** PROBLEM DETAILS **
Name every person whose words are directly quoted in the excerpt on decolonial theory and Zionist settler colonialism.

--- START OF PAGE ---

All thought is therefore situated, despite Eurocentric claims suggesting otherwise. All thought has material consequences as well. And it is because of what was denied to me through Eurocentric schooling that I came to decolonial theory, which refocused my attention on what modernity has negated for centuries—the exteriority that is nonetheless its constitutive side. As hooks confessed, “I came to theory because I was hurting—the pain within me was so intense that I could not go on living. I came to theory desperate, wanting to comprehend—to grasp what was happening around and within me. Most importantly, I wanted to make the hurt go away”. I came to decolonial theory to comprehend the ongoing displacement resulting from colonial domination and capitalist exploitation Indigenous/campesino and Black communities continue to resist (e.g., Espinosa-Miñoso; Ruth Lozano; Vigoya). I came to decolonial theory to understand the project of death I could not fully comprehend in its entirety but tacitly knew and viscerally felt was a colonial monstrosity that was never truly vanquished after the so-called independence movements in the early 19th century. Decoloniality, once again, has never been a metaphor to me as it is situated in sites of struggle. The Palestinian struggle resisting Zionist settler colonialism, as I address below, demonstrates the urgent need to interrogate Zionism’s intimate linkages to coloniality but also the ways Palestinians are teaching the world how life is affirmed even in the ruins of colonialism.
Zionist Settler Colonialism
Zionist settler colonialism dates back to the 1880s yet it did not gain momentum until the Balfour Declaration in 1917, which created the material conditions for the Nakba and genocide to take place in Palestine today. As Edward Said pointed out, Balfour took “for granted the higher right of a colonial power to dispose of a territory as it saw fit.” Said addressed that “both the British imperialist and the Zionist vision are united in playing down and even canceling out the Arabs in Palestine as somehow secondary and negligible. Both raise the moral importance of the visions very far above the mere presence of natives”.
To better understand Zionist settler colonialism, it is perhaps best to begin with Fayez Sayegh's “Zionist Colonialism in Palestine” (1965) rather than with Wolfe’s or Veracini’s accounts of settler colonialism. According to Sayegh, “The frenzied ‘Scramble for Africa’ of the 1880s stimulated the beginnings of Zionist colonisation in Palestine.” Zionist ideology thus imitated the dehumanizing and racializing ideologies that justified Europe’s and later the US’s colonial projects in the Global South. “By imitating the colonial ventures of the ‘Gentile nations’ among whom Jews lived, the ‘Jewish nation’ could send its own colonists into a piece of Afro-Asian territory, establish a settler-community, and, in due course, set up its own state”.

--- END OF PAGE ---
--- START OF SUPPLIED MATERIAL ---

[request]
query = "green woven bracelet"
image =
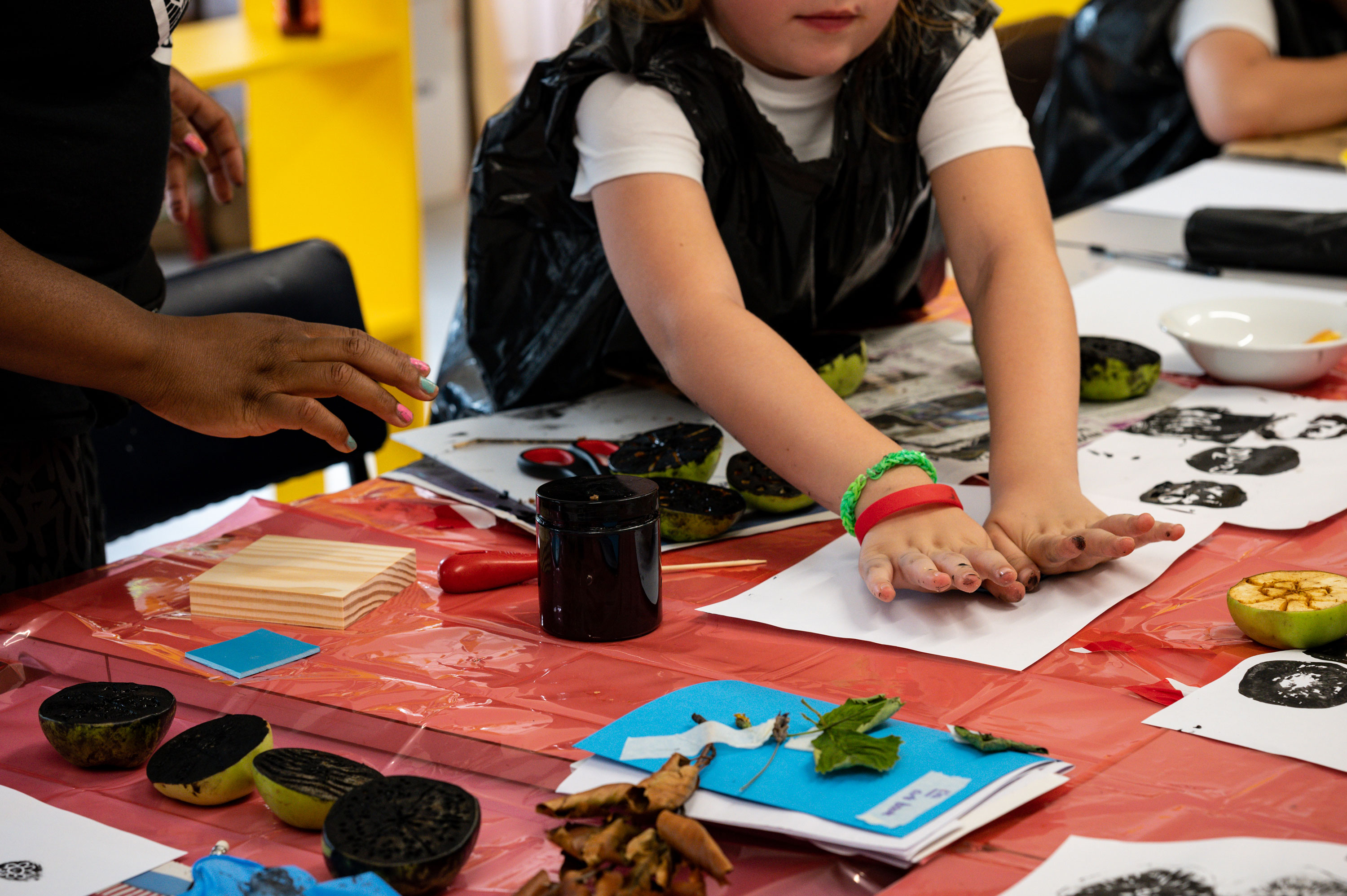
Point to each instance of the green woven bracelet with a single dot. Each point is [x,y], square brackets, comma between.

--- END OF SUPPLIED MATERIAL ---

** IN RESPONSE **
hooks
Edward Said
Fayez Sayegh